BRANO DI TESTO:

-.-.-

Fascicolo: maggio 2021

L'indebolimento dello Stato di diritto in Polonia e Ungheria è parte della risposta illiberale alla “crisi esistenziale” attraversata dai Paesi dell’Europa centrorientale e, più in generale, dall’Europa nel suo insieme. Ci troviamo in una situazione di blocco, in cui una parte significativa della popolazione ritiene che le proprie richieste non possono essere comprese né trovare una risposta nel quadro del sistema esistente, perché quest’ultimo non offre sufficienti garanzie di difesa della comunità. Per uscire da questa impasse, alcuni Paesi propongono di rafforzare lo Stato, anche a costo di diminuire il ruolo di tradizionali contrappesi previsti dallo Stato di diritto, in primis l’indipendenza dei mezzi di comunicazione e della magistratura.

 

1. Le cause dietro l’attuale crisi

Sono molteplici le cause all’origine dell’attuale crisi europea: non tutte hanno avuto lo stesso peso nei vari Paesi, ma la loro combinazione è stata decisiva.

-.-.-

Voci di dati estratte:
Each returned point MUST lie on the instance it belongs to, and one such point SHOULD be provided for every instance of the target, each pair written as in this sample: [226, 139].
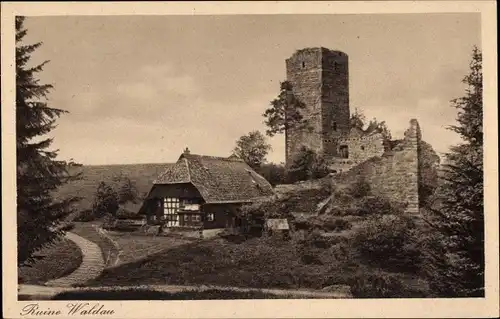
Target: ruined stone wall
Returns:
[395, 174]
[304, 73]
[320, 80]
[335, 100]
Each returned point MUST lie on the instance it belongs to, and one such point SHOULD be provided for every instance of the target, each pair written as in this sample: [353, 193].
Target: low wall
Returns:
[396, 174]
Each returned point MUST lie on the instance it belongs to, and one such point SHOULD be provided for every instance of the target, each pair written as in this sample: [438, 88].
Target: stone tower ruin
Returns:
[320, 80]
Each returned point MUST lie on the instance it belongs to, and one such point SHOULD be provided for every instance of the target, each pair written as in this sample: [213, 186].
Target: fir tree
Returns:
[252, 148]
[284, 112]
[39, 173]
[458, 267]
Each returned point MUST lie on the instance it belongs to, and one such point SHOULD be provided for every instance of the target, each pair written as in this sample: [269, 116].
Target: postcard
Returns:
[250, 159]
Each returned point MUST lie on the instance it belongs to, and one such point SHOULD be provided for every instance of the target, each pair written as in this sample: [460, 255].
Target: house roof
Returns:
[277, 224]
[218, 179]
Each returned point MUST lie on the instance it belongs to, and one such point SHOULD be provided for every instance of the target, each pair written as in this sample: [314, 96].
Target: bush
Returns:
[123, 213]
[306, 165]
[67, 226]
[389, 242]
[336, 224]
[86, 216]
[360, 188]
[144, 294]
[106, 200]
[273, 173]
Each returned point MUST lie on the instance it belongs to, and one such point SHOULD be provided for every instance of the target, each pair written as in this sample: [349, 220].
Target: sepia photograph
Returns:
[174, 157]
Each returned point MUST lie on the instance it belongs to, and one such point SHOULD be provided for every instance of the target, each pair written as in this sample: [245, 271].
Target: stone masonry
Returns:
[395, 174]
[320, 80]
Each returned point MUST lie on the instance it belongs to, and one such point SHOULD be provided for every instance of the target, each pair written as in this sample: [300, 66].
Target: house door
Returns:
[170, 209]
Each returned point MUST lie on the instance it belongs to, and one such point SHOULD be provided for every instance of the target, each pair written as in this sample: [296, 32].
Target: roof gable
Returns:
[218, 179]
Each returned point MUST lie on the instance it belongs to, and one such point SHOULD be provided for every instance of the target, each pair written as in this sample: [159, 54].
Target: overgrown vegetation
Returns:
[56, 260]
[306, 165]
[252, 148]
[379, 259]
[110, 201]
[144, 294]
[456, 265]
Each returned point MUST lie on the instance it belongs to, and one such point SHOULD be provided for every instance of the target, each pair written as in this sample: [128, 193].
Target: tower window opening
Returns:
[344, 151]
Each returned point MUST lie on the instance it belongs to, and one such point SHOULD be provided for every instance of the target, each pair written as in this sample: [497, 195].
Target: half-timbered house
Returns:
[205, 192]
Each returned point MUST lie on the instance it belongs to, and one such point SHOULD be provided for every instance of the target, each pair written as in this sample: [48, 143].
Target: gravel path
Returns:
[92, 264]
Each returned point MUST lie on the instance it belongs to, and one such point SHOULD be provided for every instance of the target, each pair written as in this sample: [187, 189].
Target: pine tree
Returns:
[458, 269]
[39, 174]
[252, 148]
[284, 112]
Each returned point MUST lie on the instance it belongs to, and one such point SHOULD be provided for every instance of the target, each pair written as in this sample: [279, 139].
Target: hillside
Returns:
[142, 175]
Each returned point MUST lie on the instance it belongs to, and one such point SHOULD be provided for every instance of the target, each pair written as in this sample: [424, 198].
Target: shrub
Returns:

-.-.-

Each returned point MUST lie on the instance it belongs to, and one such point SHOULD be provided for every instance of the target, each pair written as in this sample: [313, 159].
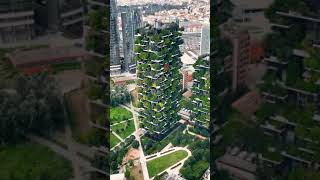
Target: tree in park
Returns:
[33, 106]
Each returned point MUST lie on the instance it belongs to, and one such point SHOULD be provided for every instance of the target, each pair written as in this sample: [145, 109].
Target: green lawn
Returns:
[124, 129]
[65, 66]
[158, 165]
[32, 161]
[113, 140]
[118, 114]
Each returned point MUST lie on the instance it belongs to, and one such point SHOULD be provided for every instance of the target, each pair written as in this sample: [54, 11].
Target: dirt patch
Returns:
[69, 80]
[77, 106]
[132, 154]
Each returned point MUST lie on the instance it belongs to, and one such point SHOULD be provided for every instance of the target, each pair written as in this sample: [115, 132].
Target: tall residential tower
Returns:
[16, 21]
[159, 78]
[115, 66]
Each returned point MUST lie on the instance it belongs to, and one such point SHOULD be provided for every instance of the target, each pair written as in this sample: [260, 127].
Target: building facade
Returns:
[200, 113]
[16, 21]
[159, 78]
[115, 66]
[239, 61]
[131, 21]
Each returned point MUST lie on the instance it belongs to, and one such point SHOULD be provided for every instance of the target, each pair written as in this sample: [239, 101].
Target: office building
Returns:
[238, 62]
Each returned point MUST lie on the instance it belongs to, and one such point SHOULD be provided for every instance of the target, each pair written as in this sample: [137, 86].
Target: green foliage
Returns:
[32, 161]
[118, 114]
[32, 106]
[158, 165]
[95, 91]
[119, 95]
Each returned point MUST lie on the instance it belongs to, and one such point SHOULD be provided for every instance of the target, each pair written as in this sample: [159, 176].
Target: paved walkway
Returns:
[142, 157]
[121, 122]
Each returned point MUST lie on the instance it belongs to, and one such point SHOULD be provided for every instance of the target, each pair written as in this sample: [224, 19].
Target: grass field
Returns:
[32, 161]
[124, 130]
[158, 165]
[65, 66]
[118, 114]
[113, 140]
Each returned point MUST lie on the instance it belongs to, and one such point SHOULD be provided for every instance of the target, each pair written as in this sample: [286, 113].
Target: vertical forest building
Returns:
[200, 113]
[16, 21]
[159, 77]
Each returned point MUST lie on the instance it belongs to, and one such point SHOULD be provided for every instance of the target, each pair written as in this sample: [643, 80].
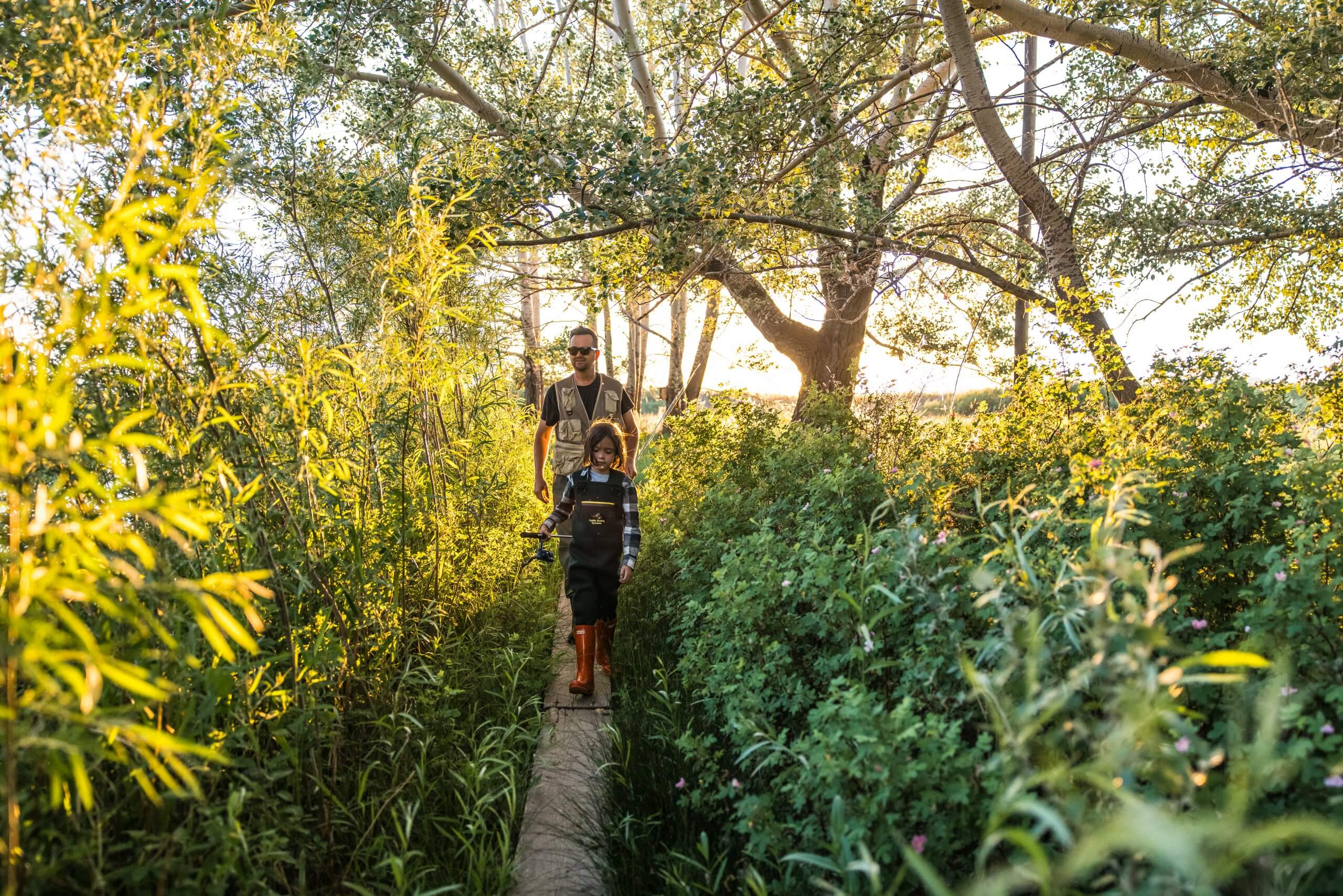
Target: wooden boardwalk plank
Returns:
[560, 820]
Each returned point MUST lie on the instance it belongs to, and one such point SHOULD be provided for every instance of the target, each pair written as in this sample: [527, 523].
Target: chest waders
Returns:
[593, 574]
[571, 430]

-.-.-

COMPITI DA SVOLGERE:
**A.** Elenca tutti i Paesi e le aree geografiche nominati nel brano.
**B.** Riassumi il brano in due frasi.
**C.** Estrai dal brano il passo che va da "Sono molteplici le" fino a "è stata decisiva." compreso.
Per rispondere, basati soltanto sul brano.

SOLUZIONI:
**A.** Polonia, Ungheria, Europa centrorientale, Europa

**B.** In Polonia e Ungheria l'indebolimento dello Stato di diritto fa parte di una risposta illiberale alla crisi esistenziale dell'Europa centrorientale e dell'Europa nel suo insieme, in una situazione di blocco in cui gran parte della popolazione ritiene che il sistema esistente non difenda abbastanza la comunità. Per uscirne, alcuni Paesi propongono di rafforzare lo Stato anche riducendo contrappesi come l'indipendenza dei mezzi di comunicazione e della magistratura, mentre le cause della crisi sono molteplici e decisive nella loro combinazione.

**C.**
Sono molteplici le cause all’origine dell’attuale crisi europea: non tutte hanno avuto lo stesso peso nei vari Paesi, ma la loro combinazione è stata decisiva.